Reading passage
-- Opening Marker --

And landmarked French windows don't hurt

In a dynamic city like New York where the skyline is a perpetual work in progress, a hotel—even an elegant hotel—seldom gets to stand for more than a few decades. One of the glorious exceptions is the St. Regis, which has dominated the corner of Fifth Avenue and 55th Street for 109 years. Duke Ellington used to play the roof garden, Maxfield Parrish painted a mural in the restaurant, and the lobby bar invented a certain drink called the Bloody Mary. The St. Regis is a special place—no small reason why Starwood Hotels and Resorts parted with a pretty penny in 1999 to buy the place and then, earlier this year, finished a sweeping renovation.

The St. Regis’ now-assured tenure on its midtown corner is a boon for students of architecture—but also ones of marketing. It’s not often that you find two ads for the same hotel, 80 years apart, with both images showing off major redecoration efforts. And while a first look at these 1935 and 2013 adverts may fail to reveal anything more than two nice hotel rooms, a closer study reveals nothing less than a philosophical shift in hospitality marketing itself.

“What’s striking here is that the news—they are describing a guest room—is exactly the same, but the way they show it is completely different,” observed Tim Calkins, clinical professor of marketing at Northwestern University’s Kellogg School of Management. “In the 1935 ad, the focus is on the room itself—very contained, very private. In the 2013 depiction, you really don’t see a lot of the redesigned room. The perspective has totally shifted to focus on the outside.”

-- Closing Marker --

Work order
Summarize the St. Regis passage above in two sentences.

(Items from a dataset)
-- Opening Marker --

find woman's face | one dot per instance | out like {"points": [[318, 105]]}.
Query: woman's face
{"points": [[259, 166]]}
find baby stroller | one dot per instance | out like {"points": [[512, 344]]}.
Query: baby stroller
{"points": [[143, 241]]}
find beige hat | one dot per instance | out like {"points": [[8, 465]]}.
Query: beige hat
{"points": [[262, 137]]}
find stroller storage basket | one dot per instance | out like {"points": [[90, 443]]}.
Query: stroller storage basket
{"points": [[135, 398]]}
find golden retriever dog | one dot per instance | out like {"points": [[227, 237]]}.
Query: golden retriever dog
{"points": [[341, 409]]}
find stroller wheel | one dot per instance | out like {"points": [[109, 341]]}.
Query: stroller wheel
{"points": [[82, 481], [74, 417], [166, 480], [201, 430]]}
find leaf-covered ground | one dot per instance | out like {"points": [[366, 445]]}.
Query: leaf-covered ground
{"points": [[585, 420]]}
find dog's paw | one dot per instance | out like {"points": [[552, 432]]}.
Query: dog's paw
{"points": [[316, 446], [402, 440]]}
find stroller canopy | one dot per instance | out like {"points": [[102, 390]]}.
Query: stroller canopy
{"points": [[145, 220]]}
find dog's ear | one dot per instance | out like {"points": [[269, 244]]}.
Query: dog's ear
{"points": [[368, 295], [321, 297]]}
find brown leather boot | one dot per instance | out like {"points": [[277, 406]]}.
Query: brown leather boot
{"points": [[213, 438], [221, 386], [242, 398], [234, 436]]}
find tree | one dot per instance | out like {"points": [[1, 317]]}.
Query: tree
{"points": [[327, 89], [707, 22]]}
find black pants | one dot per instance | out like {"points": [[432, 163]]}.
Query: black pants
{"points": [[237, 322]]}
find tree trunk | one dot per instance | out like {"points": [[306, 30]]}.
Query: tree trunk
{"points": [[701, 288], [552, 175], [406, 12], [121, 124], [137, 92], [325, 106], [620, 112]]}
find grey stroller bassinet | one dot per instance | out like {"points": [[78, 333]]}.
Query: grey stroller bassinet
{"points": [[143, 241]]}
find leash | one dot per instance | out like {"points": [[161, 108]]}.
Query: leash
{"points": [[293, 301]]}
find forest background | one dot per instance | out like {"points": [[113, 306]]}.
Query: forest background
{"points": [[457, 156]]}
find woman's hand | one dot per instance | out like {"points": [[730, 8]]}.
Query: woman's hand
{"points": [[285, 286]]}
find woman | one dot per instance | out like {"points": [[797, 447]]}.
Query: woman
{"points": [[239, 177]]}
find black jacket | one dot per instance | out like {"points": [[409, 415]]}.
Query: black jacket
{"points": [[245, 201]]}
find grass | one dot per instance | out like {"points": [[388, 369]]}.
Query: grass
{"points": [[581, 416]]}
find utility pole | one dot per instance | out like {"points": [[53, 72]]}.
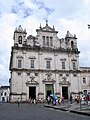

-- Closing Marker --

Response area
The St. Regis has stood at Fifth Avenue and 55th Street for 109 years, a rare span for a New York hotel, and Starwood bought it in 1999 and finished a sweeping renovation earlier this year. Ads from 1935 and 2013 both show a redecorated guest room, but marketing professor Tim Calkins observes that the 1935 ad focuses on the contained, private room while the 2013 one shifts its focus to the outside.